TRY IT
Transcribe the listing from its top line through the line with "Where can you see the backpack". Keep it exact, both ends included, and add nothing.

:: EXTRACTED DATA ::

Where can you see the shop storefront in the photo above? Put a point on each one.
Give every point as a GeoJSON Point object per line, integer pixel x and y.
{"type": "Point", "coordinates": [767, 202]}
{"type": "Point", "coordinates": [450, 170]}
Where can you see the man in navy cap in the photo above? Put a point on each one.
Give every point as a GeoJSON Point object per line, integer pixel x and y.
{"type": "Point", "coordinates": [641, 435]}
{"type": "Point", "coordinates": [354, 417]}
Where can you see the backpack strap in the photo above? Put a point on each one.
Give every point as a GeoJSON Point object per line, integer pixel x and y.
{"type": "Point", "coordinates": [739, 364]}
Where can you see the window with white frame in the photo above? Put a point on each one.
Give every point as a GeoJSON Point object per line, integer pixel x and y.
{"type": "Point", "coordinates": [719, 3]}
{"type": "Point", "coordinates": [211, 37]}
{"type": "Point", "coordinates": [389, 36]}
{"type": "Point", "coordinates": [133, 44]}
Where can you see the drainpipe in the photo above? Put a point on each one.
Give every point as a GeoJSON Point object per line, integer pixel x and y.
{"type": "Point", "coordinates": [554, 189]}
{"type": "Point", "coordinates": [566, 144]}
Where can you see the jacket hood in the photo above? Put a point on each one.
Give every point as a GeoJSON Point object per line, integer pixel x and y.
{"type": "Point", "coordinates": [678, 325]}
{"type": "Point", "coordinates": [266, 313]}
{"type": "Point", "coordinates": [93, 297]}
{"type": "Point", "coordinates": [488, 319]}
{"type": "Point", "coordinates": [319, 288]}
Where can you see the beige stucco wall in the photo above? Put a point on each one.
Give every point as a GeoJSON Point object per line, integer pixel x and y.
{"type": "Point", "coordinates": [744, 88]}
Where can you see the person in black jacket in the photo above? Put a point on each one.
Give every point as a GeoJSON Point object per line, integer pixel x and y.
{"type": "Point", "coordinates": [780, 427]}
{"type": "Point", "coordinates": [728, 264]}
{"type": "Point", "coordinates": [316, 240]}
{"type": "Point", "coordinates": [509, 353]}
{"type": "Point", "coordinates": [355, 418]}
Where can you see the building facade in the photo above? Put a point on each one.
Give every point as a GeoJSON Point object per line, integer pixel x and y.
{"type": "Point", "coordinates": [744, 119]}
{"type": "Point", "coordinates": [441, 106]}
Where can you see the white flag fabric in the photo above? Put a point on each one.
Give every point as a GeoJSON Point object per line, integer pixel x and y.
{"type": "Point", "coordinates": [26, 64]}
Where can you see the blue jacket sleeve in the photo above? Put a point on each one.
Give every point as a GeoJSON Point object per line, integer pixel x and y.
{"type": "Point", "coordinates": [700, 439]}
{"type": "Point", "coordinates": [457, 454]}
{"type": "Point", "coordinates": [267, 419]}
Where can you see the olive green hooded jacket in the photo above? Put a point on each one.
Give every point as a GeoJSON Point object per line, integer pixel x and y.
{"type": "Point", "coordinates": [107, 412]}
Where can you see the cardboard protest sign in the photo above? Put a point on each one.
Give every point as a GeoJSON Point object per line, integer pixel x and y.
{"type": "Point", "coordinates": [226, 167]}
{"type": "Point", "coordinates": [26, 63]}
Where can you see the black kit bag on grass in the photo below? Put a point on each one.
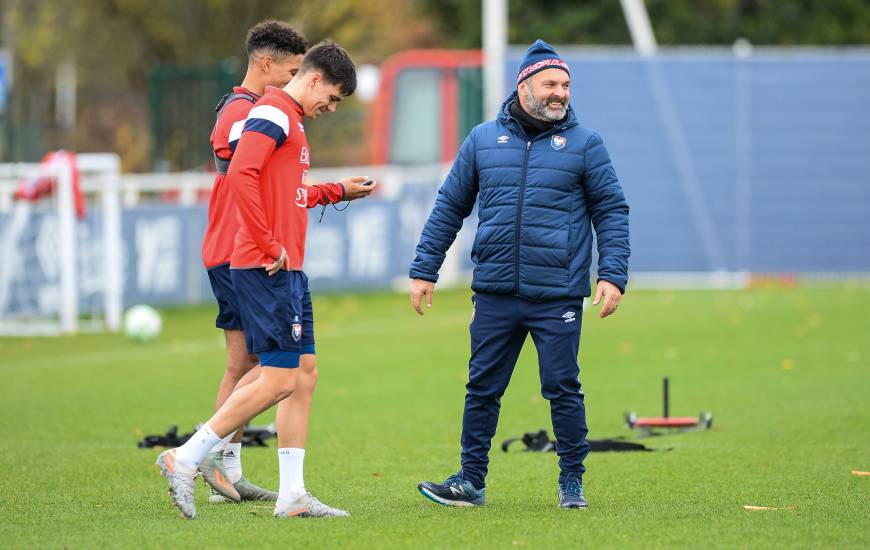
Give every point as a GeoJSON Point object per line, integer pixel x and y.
{"type": "Point", "coordinates": [540, 442]}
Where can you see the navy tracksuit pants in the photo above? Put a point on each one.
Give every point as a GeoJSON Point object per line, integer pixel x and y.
{"type": "Point", "coordinates": [498, 330]}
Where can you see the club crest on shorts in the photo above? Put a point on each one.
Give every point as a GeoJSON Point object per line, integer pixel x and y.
{"type": "Point", "coordinates": [296, 331]}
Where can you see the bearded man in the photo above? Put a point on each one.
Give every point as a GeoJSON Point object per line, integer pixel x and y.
{"type": "Point", "coordinates": [542, 184]}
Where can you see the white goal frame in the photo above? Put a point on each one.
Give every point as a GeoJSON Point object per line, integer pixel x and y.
{"type": "Point", "coordinates": [100, 176]}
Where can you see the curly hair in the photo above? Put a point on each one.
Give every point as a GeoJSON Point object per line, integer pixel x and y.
{"type": "Point", "coordinates": [334, 62]}
{"type": "Point", "coordinates": [275, 38]}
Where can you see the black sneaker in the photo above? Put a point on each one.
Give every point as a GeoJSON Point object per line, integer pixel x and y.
{"type": "Point", "coordinates": [571, 493]}
{"type": "Point", "coordinates": [455, 491]}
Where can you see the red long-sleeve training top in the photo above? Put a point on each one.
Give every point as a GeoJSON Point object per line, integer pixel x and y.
{"type": "Point", "coordinates": [267, 179]}
{"type": "Point", "coordinates": [223, 222]}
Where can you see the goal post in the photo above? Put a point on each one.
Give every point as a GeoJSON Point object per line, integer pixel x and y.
{"type": "Point", "coordinates": [61, 255]}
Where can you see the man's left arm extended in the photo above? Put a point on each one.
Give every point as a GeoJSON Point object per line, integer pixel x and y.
{"type": "Point", "coordinates": [609, 211]}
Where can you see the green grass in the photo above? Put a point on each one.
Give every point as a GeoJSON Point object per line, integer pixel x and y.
{"type": "Point", "coordinates": [785, 372]}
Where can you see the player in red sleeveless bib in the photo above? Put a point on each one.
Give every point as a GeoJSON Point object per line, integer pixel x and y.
{"type": "Point", "coordinates": [275, 52]}
{"type": "Point", "coordinates": [267, 177]}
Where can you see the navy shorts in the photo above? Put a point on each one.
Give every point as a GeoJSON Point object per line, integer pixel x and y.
{"type": "Point", "coordinates": [277, 315]}
{"type": "Point", "coordinates": [229, 317]}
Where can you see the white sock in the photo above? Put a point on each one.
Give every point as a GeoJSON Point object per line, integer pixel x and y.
{"type": "Point", "coordinates": [222, 444]}
{"type": "Point", "coordinates": [191, 453]}
{"type": "Point", "coordinates": [233, 461]}
{"type": "Point", "coordinates": [291, 484]}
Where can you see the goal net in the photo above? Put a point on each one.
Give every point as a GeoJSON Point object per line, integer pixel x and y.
{"type": "Point", "coordinates": [60, 245]}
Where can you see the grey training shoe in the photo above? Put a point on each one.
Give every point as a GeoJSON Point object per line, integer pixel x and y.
{"type": "Point", "coordinates": [181, 484]}
{"type": "Point", "coordinates": [306, 506]}
{"type": "Point", "coordinates": [212, 470]}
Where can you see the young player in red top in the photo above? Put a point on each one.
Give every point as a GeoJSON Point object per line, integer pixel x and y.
{"type": "Point", "coordinates": [267, 180]}
{"type": "Point", "coordinates": [275, 52]}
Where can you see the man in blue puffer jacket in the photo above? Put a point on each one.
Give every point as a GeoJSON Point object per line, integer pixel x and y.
{"type": "Point", "coordinates": [542, 183]}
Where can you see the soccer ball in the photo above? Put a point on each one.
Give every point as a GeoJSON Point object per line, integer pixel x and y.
{"type": "Point", "coordinates": [142, 323]}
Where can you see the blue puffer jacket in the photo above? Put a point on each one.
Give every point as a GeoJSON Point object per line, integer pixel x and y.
{"type": "Point", "coordinates": [538, 202]}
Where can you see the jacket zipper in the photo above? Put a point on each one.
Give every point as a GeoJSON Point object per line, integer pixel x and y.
{"type": "Point", "coordinates": [520, 220]}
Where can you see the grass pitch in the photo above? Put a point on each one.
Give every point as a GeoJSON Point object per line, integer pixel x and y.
{"type": "Point", "coordinates": [785, 372]}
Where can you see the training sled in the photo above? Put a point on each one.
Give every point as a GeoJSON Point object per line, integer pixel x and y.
{"type": "Point", "coordinates": [648, 424]}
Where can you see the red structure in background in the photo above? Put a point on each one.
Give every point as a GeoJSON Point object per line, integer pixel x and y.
{"type": "Point", "coordinates": [449, 60]}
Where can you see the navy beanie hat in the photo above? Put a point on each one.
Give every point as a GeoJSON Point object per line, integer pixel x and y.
{"type": "Point", "coordinates": [540, 56]}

:::

RESPONSE TO THIS EXERCISE
Where can you see the shop storefront in the photo above? Put a point on each one.
Give every point as a GeoJSON Point object per line, integer pixel x and y.
{"type": "Point", "coordinates": [767, 202]}
{"type": "Point", "coordinates": [450, 170]}
Where can you see the man in navy cap in the photo above? Put a point on each one.
Give every point as a GeoJSON Point object per line, integer pixel x and y.
{"type": "Point", "coordinates": [641, 435]}
{"type": "Point", "coordinates": [354, 417]}
Where can you see the backpack strap in the photo above? Put a point on each one.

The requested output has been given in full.